THE PROBLEM: Your response should contain each line of the data that includes "PROJECT".

+---+

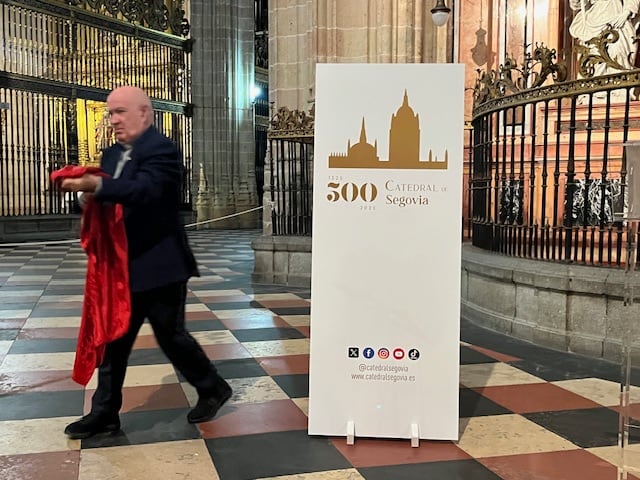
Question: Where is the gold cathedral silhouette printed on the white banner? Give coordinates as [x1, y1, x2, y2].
[329, 90, 449, 170]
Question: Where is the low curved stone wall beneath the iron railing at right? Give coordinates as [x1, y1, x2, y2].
[460, 245, 640, 361]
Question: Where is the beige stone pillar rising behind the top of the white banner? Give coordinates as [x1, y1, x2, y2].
[269, 0, 436, 110]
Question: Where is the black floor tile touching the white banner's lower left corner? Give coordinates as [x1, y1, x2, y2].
[206, 430, 350, 480]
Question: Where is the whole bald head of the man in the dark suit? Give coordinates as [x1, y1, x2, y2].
[107, 85, 153, 144]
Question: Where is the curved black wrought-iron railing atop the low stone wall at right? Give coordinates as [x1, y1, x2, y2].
[469, 70, 640, 266]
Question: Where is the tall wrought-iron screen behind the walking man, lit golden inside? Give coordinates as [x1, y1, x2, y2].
[0, 0, 192, 217]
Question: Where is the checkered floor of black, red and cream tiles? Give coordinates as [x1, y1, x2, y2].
[0, 231, 640, 480]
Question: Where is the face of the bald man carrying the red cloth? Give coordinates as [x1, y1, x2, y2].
[107, 90, 147, 144]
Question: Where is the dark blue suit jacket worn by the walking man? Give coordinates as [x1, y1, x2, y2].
[94, 126, 198, 292]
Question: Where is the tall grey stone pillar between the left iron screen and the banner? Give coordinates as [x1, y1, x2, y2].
[190, 0, 259, 228]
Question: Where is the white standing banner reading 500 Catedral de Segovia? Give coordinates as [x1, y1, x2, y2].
[309, 64, 464, 440]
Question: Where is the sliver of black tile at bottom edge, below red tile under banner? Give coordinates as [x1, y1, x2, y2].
[358, 460, 502, 480]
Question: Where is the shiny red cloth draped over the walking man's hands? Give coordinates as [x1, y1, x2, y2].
[51, 165, 131, 385]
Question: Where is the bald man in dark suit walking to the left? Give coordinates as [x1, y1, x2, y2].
[61, 86, 232, 439]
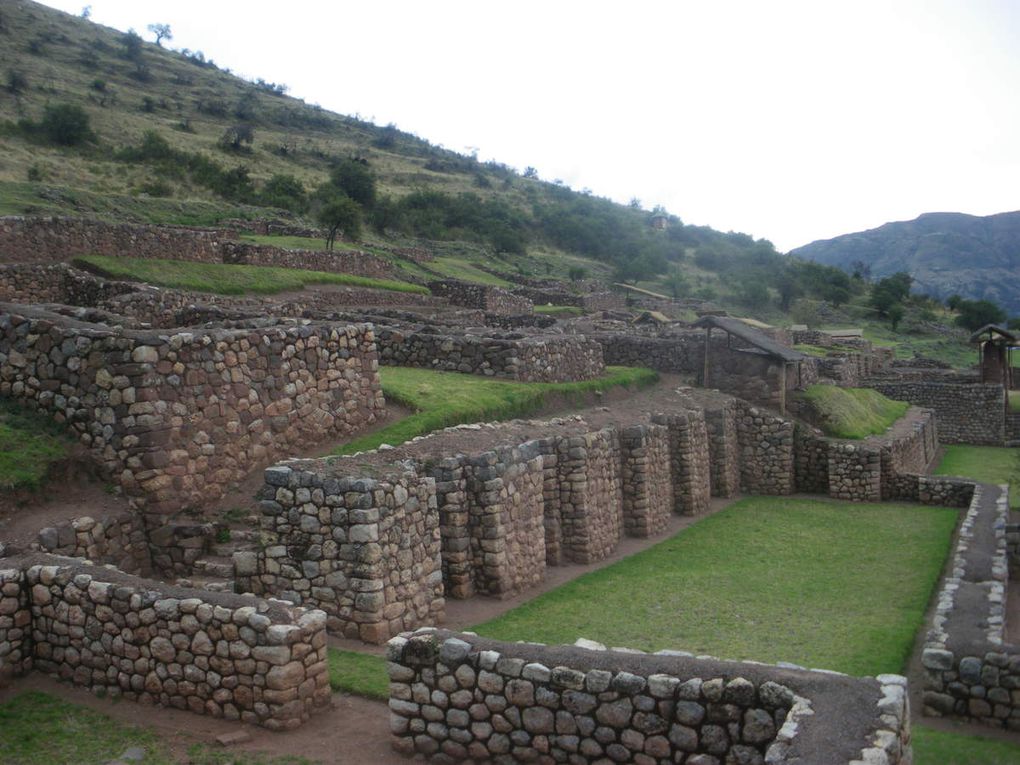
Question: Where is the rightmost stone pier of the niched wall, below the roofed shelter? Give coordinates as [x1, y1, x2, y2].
[736, 408, 794, 495]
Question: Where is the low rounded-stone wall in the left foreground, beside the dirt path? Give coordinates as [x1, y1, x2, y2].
[0, 556, 330, 729]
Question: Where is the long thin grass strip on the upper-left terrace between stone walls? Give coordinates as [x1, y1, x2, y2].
[73, 255, 428, 295]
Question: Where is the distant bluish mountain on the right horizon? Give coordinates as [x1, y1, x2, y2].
[789, 212, 1020, 315]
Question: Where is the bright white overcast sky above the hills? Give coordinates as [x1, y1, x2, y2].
[35, 0, 1020, 251]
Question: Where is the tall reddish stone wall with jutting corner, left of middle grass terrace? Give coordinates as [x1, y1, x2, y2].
[0, 304, 384, 550]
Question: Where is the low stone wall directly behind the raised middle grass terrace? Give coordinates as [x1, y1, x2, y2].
[377, 326, 606, 383]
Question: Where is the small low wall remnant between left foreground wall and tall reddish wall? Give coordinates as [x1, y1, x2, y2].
[39, 510, 152, 575]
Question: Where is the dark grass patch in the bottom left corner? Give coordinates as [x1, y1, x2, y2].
[0, 691, 311, 765]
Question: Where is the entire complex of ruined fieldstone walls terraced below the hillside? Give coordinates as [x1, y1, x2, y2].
[0, 218, 1020, 765]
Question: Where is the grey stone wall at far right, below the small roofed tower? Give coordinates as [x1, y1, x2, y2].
[861, 377, 1006, 446]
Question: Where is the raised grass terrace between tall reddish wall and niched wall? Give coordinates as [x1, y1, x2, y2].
[333, 366, 659, 455]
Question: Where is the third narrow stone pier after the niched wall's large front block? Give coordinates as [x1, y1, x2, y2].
[619, 424, 674, 538]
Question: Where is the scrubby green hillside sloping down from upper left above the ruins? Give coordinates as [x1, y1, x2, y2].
[0, 0, 772, 289]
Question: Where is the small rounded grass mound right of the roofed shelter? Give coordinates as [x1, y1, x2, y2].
[798, 386, 910, 439]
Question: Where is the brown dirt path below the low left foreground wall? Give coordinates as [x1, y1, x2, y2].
[0, 673, 407, 765]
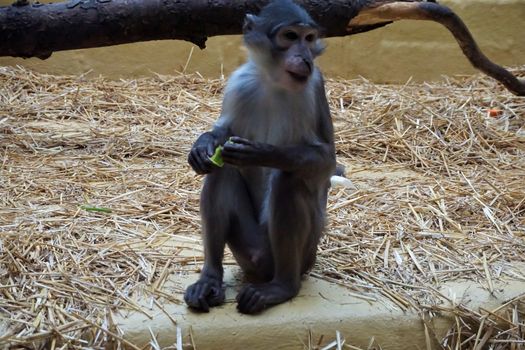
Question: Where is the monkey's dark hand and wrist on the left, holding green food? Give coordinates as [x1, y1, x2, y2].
[188, 126, 231, 175]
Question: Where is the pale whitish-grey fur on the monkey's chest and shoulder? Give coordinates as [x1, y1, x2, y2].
[216, 62, 321, 145]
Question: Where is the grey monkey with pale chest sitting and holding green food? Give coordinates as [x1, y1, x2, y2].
[184, 0, 336, 314]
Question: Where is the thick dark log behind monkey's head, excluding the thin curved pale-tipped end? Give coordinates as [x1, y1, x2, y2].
[0, 0, 377, 59]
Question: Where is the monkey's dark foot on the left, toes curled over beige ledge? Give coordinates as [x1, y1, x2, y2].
[184, 277, 225, 312]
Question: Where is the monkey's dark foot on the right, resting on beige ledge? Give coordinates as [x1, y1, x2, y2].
[237, 282, 297, 314]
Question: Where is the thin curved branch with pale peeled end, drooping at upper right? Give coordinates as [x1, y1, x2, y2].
[349, 0, 525, 96]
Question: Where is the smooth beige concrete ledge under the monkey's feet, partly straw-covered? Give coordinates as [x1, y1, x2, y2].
[115, 268, 525, 350]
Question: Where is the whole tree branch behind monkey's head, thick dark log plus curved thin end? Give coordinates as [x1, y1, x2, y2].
[0, 0, 525, 96]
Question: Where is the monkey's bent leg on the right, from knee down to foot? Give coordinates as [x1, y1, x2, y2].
[237, 171, 322, 314]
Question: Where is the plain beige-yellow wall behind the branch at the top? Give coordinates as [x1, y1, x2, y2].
[0, 0, 525, 82]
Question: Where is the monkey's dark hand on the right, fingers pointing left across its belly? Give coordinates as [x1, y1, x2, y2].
[222, 136, 275, 166]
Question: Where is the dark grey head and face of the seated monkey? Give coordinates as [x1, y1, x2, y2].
[243, 0, 324, 91]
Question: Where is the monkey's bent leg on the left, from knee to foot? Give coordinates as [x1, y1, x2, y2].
[184, 166, 273, 312]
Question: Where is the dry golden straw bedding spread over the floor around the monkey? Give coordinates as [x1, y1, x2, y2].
[0, 67, 525, 349]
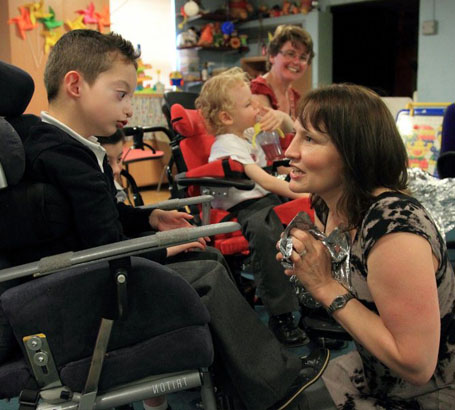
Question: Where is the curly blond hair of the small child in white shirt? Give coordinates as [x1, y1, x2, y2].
[196, 67, 249, 135]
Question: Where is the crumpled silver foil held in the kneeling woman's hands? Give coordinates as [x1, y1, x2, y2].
[279, 212, 352, 308]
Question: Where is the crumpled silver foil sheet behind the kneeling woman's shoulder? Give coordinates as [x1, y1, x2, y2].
[408, 168, 455, 237]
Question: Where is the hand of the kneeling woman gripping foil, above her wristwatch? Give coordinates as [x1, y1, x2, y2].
[277, 228, 335, 300]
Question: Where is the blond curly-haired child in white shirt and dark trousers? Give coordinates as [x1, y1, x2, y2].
[196, 68, 309, 346]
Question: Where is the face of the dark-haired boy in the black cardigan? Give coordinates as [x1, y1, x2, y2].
[79, 56, 137, 137]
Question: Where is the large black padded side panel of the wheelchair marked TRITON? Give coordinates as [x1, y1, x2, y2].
[0, 257, 213, 397]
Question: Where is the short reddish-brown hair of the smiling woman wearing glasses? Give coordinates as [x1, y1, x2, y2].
[267, 24, 314, 70]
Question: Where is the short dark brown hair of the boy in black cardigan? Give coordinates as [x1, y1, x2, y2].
[44, 30, 140, 101]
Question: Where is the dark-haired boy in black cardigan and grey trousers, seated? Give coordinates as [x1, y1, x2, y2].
[17, 30, 329, 410]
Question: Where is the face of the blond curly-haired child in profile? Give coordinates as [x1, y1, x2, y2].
[226, 84, 259, 138]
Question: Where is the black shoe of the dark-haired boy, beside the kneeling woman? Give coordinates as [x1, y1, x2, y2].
[268, 348, 330, 410]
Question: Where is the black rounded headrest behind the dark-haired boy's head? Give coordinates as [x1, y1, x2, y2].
[0, 61, 35, 117]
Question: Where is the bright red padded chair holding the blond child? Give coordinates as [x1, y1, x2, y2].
[171, 104, 313, 256]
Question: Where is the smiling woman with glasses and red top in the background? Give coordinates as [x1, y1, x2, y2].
[250, 25, 314, 133]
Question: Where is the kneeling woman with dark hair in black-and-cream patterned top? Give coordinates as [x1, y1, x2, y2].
[278, 85, 455, 410]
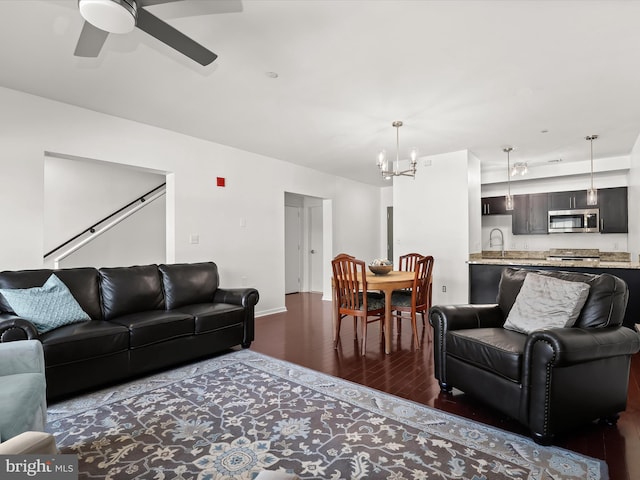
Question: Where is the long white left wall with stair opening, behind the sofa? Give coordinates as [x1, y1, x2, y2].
[0, 88, 380, 314]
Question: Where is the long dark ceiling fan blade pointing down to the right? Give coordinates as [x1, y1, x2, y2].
[136, 8, 218, 65]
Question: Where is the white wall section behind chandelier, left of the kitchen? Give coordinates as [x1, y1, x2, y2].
[393, 151, 480, 304]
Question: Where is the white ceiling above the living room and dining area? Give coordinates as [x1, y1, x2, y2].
[0, 0, 640, 185]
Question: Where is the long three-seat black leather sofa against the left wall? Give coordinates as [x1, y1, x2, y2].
[0, 262, 259, 401]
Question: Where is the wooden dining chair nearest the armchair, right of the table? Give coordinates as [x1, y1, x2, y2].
[391, 255, 433, 349]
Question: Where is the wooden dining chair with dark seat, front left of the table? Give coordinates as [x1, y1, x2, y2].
[331, 254, 384, 355]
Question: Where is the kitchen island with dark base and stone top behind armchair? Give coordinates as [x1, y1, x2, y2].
[469, 255, 640, 331]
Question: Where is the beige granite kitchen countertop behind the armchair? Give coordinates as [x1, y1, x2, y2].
[468, 250, 640, 270]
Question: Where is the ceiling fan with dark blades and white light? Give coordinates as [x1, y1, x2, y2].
[74, 0, 218, 65]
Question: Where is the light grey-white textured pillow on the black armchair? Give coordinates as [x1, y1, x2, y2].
[504, 273, 589, 334]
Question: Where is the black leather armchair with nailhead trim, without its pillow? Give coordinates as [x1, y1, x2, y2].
[429, 268, 640, 444]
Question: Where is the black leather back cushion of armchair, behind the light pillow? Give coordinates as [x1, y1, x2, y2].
[497, 268, 629, 328]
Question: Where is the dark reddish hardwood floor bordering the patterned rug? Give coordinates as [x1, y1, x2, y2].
[251, 293, 640, 480]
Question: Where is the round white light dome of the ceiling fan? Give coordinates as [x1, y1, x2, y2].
[78, 0, 138, 33]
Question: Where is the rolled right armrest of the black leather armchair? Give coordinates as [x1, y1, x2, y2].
[525, 326, 640, 367]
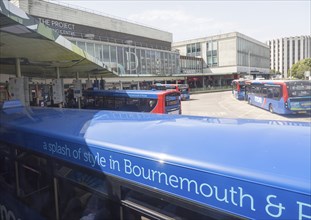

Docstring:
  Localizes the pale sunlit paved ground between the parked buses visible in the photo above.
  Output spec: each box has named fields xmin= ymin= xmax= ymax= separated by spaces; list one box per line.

xmin=182 ymin=91 xmax=311 ymax=122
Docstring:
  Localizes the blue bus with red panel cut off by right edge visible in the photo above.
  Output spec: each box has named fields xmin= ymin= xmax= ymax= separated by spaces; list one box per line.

xmin=247 ymin=80 xmax=311 ymax=114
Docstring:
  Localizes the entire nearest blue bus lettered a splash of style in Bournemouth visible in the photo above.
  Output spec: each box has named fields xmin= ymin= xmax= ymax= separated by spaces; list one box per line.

xmin=0 ymin=100 xmax=311 ymax=220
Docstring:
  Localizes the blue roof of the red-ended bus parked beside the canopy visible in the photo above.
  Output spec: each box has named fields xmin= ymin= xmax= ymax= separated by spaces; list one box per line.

xmin=84 ymin=90 xmax=177 ymax=99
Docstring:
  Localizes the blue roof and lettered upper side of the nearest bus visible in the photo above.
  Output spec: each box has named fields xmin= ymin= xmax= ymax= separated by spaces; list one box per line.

xmin=0 ymin=107 xmax=311 ymax=219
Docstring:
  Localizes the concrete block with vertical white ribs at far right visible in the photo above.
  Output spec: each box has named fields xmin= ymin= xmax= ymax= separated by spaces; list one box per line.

xmin=267 ymin=35 xmax=311 ymax=78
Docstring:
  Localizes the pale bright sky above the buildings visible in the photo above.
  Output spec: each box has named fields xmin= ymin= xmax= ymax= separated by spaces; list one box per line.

xmin=57 ymin=0 xmax=311 ymax=42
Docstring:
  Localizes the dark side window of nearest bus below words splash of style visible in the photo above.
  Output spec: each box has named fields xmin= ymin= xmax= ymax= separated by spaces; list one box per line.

xmin=57 ymin=164 xmax=119 ymax=220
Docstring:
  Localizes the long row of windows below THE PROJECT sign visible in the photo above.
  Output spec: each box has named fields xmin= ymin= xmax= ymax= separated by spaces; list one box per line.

xmin=73 ymin=41 xmax=180 ymax=75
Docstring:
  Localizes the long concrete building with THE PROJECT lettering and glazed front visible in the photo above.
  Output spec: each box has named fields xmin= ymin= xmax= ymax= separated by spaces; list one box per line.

xmin=11 ymin=0 xmax=184 ymax=88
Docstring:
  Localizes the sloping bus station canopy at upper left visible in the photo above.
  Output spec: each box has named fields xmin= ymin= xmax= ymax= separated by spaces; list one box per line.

xmin=0 ymin=0 xmax=114 ymax=78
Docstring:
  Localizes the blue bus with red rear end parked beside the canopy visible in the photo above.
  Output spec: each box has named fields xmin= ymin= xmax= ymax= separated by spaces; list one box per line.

xmin=83 ymin=90 xmax=181 ymax=114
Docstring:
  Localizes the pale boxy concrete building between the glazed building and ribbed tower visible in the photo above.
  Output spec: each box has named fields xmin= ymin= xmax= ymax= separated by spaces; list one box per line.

xmin=172 ymin=32 xmax=270 ymax=85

+---+

TASK RESULT:
  Localizes the long row of windows below THE PROJECT sign visible in the photo above.
  Localizes the long concrete building with THE PROJECT lettering and glazed front visible in the photo above.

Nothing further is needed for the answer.